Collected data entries
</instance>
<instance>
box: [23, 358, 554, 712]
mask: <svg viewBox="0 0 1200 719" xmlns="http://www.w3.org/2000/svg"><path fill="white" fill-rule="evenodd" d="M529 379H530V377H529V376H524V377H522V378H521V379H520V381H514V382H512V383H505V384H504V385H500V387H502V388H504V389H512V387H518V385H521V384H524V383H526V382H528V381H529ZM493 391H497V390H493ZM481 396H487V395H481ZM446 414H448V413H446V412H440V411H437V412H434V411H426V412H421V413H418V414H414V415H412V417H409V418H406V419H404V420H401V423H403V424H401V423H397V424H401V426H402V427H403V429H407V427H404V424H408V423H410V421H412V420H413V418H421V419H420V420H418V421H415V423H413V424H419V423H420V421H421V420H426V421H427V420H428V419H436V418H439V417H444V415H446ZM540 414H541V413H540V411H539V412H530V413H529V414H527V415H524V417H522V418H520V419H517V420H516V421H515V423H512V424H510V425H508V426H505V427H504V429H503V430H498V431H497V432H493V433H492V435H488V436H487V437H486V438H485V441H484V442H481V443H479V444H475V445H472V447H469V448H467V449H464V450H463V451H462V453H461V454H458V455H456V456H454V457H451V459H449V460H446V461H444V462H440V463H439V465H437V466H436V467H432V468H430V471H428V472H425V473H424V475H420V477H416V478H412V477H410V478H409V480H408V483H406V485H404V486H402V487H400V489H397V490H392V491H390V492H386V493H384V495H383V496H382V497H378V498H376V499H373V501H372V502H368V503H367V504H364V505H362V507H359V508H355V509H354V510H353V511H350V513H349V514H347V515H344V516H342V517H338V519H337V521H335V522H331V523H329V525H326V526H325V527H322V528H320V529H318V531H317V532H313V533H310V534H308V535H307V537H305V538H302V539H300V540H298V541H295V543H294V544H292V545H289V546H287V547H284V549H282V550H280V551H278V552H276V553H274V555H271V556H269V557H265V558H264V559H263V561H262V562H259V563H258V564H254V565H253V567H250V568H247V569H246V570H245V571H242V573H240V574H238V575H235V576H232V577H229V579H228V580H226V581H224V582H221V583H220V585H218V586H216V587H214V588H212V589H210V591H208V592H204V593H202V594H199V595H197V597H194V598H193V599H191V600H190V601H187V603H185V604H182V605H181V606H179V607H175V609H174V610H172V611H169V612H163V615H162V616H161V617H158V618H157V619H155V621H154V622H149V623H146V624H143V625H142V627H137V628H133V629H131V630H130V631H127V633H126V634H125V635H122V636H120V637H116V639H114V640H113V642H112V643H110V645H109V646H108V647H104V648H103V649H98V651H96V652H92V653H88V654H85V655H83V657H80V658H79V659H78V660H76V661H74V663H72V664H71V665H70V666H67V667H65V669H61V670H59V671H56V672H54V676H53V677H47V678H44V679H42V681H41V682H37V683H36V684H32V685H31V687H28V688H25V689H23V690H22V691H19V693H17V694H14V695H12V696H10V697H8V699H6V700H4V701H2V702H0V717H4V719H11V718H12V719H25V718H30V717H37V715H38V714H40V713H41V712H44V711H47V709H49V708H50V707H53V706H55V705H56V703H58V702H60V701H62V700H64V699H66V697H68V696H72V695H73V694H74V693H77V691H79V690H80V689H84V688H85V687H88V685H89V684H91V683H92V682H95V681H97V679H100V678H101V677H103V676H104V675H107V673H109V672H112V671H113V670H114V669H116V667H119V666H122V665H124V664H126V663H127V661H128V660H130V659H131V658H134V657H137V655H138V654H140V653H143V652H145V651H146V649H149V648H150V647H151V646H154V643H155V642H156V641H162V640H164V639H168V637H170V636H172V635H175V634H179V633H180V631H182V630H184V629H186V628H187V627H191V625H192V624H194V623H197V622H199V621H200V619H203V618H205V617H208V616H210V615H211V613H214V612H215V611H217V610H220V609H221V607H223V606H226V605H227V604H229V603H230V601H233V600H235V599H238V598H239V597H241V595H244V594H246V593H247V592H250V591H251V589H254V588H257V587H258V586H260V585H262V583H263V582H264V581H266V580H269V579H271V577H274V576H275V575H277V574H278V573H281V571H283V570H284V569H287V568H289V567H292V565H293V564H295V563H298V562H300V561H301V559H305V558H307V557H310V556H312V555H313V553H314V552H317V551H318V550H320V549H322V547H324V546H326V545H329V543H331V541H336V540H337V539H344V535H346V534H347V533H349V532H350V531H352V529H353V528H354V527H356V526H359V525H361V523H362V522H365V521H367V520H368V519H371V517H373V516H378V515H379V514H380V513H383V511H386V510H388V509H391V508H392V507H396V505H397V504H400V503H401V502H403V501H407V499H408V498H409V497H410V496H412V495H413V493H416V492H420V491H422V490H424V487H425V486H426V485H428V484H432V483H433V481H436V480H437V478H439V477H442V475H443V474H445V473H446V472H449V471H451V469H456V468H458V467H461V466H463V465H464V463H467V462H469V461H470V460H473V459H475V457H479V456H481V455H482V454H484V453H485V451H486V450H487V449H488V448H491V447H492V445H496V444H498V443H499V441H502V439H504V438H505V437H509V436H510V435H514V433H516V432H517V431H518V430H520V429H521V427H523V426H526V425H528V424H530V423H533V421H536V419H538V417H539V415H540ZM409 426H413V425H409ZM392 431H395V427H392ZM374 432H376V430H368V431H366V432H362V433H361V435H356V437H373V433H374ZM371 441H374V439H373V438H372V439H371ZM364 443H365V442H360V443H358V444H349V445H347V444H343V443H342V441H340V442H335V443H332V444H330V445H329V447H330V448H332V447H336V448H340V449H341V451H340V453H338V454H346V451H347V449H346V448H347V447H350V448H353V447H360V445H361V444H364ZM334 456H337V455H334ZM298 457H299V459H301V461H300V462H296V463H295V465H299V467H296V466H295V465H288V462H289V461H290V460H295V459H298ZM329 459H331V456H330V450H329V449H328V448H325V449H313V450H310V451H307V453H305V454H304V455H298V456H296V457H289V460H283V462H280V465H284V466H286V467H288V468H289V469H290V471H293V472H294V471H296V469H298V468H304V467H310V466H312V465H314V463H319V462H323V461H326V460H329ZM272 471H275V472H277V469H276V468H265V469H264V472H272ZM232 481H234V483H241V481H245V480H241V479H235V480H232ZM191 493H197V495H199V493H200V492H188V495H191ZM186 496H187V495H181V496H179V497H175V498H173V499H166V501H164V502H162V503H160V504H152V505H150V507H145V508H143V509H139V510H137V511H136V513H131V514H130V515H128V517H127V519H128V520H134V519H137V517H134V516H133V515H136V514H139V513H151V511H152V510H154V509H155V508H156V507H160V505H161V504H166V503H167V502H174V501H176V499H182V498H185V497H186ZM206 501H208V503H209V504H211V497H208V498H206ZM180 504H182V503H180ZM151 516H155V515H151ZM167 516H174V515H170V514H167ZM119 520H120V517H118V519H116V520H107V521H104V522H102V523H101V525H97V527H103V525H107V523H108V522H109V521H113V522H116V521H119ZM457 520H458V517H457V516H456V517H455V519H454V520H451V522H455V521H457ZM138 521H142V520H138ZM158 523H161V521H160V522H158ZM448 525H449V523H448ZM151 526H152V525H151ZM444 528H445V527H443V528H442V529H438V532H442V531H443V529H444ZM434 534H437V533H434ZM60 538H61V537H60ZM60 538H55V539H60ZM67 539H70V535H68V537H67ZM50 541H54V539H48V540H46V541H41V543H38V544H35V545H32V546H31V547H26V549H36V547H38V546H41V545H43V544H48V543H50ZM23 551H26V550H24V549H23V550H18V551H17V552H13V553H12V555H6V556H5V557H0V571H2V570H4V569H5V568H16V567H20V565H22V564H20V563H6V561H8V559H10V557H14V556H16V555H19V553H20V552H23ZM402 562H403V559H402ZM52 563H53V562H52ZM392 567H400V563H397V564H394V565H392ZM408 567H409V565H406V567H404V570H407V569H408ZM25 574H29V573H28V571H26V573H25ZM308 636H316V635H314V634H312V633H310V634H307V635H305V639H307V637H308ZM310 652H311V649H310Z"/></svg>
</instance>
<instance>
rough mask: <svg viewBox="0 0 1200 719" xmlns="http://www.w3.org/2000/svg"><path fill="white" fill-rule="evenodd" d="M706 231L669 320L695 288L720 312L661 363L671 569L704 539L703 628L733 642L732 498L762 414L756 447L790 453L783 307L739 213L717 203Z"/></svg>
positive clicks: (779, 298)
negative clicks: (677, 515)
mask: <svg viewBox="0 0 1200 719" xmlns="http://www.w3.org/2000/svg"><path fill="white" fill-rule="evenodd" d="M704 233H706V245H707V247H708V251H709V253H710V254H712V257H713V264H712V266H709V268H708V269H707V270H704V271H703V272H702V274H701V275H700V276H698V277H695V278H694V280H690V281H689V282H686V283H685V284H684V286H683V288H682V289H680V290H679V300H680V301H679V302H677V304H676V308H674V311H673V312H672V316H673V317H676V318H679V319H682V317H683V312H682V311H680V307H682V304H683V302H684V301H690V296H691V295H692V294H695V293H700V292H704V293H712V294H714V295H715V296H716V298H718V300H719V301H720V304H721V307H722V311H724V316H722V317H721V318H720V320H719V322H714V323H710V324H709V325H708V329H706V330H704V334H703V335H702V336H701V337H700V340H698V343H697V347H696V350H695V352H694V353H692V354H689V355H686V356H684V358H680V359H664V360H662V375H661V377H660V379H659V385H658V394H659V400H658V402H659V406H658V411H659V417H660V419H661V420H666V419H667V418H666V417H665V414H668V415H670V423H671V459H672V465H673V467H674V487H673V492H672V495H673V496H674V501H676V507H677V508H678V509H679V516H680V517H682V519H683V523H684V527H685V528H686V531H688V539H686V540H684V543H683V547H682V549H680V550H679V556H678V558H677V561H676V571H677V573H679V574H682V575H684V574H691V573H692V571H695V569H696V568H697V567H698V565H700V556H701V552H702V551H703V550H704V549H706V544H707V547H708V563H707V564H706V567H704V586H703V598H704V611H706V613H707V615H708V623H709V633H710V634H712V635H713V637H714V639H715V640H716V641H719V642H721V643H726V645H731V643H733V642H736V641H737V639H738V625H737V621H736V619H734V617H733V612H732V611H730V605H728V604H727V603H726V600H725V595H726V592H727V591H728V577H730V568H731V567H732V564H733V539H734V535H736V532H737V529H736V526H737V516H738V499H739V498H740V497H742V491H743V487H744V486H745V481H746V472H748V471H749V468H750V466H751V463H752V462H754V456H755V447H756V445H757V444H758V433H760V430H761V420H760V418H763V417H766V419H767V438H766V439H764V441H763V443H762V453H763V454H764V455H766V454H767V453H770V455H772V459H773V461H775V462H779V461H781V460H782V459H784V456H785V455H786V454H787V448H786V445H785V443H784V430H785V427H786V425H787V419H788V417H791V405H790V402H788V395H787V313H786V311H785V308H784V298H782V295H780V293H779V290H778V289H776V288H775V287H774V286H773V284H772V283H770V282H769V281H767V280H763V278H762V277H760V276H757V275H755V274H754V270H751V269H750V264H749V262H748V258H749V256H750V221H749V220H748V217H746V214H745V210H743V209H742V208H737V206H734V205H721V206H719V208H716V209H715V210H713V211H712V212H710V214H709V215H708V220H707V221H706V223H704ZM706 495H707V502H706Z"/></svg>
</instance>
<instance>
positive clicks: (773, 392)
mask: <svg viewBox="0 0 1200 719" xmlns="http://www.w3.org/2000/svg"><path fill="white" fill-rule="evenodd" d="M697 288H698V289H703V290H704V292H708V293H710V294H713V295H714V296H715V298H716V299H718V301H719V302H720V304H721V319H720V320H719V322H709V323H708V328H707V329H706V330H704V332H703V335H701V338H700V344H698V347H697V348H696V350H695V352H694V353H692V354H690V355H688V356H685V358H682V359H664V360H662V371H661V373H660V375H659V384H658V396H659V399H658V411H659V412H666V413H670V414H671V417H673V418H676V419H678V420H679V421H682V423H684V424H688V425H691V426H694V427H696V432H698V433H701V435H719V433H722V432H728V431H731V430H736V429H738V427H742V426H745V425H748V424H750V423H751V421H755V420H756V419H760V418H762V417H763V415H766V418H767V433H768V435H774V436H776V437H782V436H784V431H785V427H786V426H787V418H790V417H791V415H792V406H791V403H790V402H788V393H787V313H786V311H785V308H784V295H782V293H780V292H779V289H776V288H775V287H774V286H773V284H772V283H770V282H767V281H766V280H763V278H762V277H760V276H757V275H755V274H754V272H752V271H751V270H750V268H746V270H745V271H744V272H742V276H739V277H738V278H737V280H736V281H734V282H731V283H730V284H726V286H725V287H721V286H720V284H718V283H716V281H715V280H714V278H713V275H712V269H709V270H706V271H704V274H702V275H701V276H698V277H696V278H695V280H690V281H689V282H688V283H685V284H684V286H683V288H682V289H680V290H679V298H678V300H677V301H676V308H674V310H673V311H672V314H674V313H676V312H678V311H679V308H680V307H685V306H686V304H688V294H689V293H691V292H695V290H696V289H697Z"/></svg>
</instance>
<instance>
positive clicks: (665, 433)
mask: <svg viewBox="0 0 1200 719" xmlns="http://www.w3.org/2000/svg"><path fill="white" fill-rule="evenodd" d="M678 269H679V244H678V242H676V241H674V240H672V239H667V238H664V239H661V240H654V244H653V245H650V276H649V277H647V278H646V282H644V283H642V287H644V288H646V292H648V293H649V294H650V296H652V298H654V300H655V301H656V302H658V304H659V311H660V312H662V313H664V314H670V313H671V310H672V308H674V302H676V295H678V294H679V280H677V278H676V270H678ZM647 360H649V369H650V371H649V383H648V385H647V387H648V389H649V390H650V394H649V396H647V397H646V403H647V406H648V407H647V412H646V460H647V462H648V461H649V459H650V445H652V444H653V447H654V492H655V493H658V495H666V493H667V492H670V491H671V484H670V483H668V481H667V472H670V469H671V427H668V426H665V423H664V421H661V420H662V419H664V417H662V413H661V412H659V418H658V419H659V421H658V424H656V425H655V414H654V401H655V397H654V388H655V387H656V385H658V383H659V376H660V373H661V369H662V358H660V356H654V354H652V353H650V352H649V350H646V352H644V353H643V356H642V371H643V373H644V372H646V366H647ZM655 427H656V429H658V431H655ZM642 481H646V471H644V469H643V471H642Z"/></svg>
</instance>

■ **What the task asks**: Pick out each line in the items above that contains the string "clicks", with capitalization matching, and copy those lines.

■ **Solution to this exercise**:
positive clicks: (779, 298)
negative clicks: (677, 515)
positive clicks: (773, 392)
positive clicks: (665, 433)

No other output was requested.